* What the exercise asks: Arrange the listing from its first line through the line containing "positive clicks: (644, 329)", inclusive, as a Markdown table with the columns Row and Line, one numbered row per line, skipping blank lines. Leave the pictures out.

━━━━━━━━

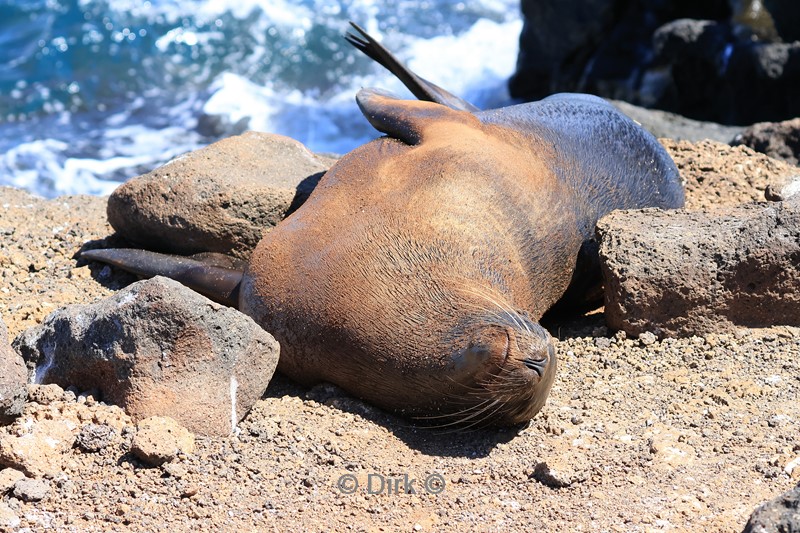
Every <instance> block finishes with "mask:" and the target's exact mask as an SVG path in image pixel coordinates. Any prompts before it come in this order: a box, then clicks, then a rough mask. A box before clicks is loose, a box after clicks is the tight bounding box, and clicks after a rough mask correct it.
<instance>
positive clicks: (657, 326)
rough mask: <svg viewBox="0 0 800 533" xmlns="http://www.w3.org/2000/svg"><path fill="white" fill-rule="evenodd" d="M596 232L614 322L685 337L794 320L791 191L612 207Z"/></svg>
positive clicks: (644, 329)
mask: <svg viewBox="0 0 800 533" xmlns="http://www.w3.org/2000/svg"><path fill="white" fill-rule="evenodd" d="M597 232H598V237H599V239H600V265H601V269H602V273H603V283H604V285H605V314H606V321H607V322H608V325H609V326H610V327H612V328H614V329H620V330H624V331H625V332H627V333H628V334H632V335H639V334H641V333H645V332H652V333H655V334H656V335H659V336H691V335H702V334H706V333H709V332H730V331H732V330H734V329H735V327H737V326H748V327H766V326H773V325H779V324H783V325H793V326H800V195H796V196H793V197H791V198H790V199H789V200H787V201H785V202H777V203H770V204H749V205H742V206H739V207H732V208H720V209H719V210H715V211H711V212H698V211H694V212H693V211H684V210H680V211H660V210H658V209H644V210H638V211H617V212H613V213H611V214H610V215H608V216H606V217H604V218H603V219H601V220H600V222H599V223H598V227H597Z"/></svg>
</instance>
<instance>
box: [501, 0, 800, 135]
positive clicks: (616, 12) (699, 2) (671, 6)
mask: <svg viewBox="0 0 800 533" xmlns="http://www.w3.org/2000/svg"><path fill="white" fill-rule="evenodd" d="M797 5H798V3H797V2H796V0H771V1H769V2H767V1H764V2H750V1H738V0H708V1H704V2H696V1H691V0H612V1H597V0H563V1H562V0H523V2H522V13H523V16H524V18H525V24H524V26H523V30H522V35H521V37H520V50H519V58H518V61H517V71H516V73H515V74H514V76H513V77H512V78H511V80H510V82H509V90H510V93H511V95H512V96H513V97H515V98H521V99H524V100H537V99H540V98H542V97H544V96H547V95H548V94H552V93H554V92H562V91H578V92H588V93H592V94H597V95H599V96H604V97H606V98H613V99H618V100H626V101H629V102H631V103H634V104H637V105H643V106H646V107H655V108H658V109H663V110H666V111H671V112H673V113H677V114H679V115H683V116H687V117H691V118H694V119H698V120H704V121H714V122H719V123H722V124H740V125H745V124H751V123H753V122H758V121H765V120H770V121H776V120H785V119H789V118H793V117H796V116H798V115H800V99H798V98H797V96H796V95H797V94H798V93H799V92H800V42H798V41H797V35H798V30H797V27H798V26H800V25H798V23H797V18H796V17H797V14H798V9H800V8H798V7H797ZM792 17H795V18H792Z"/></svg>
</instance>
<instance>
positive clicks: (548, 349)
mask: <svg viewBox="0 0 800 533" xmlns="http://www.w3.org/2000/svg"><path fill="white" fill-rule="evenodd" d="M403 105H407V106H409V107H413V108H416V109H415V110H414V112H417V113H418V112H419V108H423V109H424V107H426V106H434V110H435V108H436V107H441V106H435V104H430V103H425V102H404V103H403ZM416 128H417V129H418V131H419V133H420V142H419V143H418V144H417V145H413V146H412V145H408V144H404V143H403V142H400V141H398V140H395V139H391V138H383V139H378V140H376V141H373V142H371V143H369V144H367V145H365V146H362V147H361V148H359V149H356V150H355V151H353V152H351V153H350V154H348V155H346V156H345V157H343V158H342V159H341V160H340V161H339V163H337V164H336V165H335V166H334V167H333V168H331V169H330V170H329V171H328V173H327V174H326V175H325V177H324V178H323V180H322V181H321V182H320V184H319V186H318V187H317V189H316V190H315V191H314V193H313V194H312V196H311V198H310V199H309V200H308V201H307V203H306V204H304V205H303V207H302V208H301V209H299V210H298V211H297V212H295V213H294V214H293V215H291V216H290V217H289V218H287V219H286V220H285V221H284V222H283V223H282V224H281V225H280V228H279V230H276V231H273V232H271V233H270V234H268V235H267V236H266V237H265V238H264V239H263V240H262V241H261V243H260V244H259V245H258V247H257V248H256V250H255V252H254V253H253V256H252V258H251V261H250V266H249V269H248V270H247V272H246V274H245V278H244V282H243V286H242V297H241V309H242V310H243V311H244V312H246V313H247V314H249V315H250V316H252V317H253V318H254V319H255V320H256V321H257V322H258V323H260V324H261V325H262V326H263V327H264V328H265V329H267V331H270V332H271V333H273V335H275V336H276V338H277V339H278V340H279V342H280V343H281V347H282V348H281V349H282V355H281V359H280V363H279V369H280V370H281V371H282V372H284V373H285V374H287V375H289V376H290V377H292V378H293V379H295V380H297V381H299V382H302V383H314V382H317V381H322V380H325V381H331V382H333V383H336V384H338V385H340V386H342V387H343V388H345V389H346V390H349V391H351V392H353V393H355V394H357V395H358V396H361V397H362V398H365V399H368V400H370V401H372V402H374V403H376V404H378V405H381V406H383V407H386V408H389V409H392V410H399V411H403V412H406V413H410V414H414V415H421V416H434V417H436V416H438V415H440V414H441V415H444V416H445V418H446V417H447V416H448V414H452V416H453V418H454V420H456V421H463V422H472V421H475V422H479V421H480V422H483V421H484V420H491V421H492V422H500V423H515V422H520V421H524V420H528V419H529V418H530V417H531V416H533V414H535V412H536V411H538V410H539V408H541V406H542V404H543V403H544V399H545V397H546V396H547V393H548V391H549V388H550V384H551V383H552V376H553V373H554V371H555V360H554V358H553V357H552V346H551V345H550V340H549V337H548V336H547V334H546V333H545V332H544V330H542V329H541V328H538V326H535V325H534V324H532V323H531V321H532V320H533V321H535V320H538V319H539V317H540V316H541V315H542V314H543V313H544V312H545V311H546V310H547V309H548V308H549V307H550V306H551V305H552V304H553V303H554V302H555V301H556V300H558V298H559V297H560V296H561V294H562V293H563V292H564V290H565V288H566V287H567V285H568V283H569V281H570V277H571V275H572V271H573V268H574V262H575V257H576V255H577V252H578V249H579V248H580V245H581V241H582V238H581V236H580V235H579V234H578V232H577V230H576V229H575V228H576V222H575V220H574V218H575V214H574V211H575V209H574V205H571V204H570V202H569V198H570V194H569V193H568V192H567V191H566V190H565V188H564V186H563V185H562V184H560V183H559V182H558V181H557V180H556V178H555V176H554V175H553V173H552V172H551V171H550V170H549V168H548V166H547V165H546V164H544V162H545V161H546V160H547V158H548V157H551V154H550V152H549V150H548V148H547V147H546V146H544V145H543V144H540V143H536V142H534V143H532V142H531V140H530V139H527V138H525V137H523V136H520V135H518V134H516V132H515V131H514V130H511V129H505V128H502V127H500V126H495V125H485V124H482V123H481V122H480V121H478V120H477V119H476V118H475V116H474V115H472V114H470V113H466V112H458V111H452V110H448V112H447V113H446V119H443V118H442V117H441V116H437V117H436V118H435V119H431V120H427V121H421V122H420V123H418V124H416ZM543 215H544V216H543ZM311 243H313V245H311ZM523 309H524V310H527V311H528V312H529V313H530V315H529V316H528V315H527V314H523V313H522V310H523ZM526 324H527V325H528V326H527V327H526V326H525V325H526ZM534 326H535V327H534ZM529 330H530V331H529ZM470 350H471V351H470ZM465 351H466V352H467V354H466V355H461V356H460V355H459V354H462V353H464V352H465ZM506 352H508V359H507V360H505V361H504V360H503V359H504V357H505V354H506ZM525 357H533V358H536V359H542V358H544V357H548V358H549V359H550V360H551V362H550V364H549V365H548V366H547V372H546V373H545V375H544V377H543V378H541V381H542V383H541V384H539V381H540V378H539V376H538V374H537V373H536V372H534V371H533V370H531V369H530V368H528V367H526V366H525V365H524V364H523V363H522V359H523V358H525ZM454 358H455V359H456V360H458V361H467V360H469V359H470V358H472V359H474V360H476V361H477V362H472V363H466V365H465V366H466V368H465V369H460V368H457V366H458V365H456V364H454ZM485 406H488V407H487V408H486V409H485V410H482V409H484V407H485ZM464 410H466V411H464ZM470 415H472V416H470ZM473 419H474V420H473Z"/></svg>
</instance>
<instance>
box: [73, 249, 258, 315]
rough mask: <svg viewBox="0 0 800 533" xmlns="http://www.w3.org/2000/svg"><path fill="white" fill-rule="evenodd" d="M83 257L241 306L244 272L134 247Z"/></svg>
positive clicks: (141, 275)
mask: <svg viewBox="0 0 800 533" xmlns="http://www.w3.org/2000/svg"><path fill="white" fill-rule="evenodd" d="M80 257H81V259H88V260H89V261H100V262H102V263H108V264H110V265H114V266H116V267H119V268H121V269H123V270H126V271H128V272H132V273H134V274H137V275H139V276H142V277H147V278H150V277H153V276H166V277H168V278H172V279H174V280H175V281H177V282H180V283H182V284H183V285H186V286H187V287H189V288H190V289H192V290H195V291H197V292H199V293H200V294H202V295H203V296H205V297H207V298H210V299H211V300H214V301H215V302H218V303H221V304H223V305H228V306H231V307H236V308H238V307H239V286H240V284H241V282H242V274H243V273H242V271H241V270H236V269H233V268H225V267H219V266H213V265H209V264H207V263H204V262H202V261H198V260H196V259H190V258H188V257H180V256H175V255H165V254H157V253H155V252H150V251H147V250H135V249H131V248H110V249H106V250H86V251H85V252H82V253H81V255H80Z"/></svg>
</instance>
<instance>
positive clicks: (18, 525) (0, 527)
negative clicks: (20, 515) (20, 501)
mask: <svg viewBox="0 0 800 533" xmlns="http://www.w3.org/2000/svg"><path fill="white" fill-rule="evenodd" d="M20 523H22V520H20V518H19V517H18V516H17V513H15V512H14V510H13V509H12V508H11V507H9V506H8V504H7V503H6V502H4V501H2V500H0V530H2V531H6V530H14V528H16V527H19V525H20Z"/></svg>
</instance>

━━━━━━━━

* Written solution:
| Row | Line |
|---|---|
| 1 | Every <instance> block finishes with "mask:" and the target's exact mask as an SVG path in image pixel coordinates. Any prompts before it come in this order: a box, then clicks, then a rough mask. A box before clicks is loose, a box after clicks is the tight bounding box, and clicks after a rough mask correct it. |
| 2 | <instance> |
| 3 | positive clicks: (657, 326) |
| 4 | rough mask: <svg viewBox="0 0 800 533" xmlns="http://www.w3.org/2000/svg"><path fill="white" fill-rule="evenodd" d="M596 232L614 322L685 337L794 320L791 191L612 207Z"/></svg> |
| 5 | positive clicks: (644, 329) |